Provided records:
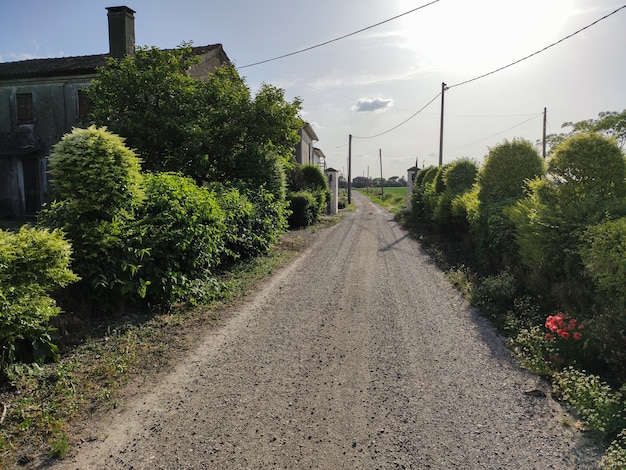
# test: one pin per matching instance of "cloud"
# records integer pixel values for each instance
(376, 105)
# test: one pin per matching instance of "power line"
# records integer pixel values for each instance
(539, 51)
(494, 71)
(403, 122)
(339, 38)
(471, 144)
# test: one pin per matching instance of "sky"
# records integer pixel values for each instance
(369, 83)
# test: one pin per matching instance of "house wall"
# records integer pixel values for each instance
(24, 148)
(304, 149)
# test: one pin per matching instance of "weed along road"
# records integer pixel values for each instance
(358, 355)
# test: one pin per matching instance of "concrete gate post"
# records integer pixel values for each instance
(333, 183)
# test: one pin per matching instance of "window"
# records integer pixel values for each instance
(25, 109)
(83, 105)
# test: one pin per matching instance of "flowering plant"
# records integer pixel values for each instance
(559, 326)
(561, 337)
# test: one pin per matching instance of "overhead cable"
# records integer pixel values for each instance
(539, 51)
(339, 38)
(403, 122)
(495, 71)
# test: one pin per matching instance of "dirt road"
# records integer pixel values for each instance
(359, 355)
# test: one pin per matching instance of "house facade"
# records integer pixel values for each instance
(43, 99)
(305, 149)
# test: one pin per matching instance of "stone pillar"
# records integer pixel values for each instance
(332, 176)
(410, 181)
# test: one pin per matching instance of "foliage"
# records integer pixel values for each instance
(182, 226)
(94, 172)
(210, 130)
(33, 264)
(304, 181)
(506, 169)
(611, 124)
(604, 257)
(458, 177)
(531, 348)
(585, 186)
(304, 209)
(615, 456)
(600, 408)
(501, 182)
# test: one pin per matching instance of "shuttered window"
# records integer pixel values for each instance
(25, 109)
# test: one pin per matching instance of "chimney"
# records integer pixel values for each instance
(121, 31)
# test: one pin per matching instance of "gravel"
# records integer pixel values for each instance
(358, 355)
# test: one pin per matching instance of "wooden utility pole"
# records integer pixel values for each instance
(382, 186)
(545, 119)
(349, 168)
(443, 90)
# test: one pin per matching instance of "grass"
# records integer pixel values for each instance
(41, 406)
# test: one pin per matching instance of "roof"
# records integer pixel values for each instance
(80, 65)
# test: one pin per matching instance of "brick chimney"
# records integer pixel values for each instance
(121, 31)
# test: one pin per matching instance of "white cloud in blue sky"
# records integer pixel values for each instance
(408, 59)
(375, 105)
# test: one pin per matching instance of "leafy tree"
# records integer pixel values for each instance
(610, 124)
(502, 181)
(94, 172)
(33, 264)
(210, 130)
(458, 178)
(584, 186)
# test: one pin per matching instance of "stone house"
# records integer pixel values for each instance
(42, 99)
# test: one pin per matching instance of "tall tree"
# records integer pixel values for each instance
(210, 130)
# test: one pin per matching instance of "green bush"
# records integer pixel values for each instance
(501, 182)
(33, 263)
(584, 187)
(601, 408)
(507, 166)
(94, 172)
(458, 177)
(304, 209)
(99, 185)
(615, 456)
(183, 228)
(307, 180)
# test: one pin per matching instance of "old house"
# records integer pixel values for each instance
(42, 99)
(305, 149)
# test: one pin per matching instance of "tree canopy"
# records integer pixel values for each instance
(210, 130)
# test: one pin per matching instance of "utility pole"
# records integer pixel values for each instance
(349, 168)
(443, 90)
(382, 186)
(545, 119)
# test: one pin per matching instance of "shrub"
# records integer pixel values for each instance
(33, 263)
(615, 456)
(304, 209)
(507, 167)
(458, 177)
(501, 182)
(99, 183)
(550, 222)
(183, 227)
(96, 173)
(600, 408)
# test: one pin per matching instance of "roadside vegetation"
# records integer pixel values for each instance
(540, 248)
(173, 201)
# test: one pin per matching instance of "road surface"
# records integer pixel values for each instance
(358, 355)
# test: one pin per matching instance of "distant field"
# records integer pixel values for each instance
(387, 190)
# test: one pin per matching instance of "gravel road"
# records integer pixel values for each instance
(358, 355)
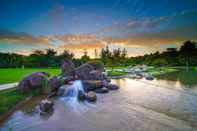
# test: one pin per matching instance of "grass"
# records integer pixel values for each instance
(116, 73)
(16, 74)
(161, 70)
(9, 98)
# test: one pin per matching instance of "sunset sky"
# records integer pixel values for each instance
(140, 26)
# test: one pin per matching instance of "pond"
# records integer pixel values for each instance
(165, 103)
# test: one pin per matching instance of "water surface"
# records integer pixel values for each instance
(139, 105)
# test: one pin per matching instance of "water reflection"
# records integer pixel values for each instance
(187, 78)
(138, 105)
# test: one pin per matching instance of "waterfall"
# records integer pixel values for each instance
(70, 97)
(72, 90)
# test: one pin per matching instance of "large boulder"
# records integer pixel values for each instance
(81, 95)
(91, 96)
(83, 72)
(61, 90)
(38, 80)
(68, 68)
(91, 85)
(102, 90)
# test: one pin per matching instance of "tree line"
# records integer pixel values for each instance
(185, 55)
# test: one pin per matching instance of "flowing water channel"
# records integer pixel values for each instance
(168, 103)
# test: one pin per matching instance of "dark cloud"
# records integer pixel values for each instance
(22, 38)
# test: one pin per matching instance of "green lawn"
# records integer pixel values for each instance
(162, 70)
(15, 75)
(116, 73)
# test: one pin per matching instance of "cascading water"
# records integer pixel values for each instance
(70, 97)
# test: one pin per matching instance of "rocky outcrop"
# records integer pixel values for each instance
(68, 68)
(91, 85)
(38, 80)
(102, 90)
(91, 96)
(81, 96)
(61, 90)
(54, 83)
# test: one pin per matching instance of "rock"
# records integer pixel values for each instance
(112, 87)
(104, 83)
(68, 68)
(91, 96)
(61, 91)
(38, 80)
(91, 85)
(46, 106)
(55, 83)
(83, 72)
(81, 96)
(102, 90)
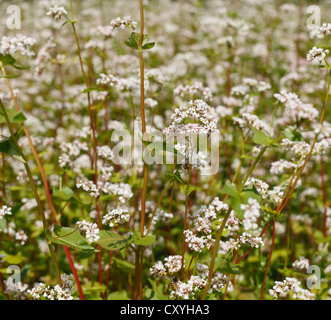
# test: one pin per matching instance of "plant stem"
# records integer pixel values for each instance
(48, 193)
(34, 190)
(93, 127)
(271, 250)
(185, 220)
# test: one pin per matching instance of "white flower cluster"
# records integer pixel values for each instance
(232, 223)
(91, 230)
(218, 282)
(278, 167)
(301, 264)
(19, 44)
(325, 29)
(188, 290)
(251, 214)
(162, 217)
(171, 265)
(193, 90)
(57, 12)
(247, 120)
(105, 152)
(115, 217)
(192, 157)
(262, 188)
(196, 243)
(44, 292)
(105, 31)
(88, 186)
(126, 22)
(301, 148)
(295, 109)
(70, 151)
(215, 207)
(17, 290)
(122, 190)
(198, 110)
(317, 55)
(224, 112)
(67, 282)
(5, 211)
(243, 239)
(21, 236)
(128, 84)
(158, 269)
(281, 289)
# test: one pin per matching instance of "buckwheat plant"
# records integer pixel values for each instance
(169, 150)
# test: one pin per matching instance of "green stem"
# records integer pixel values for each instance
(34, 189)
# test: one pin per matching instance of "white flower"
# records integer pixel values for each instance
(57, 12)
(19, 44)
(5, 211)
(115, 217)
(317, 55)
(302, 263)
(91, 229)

Exercise goal:
Search the entries above for "utility". Return every line that has it.

Output for this task:
# test: one pin per matching instance of "wooden utility pole"
# test: one pin per matching instance of "utility pole"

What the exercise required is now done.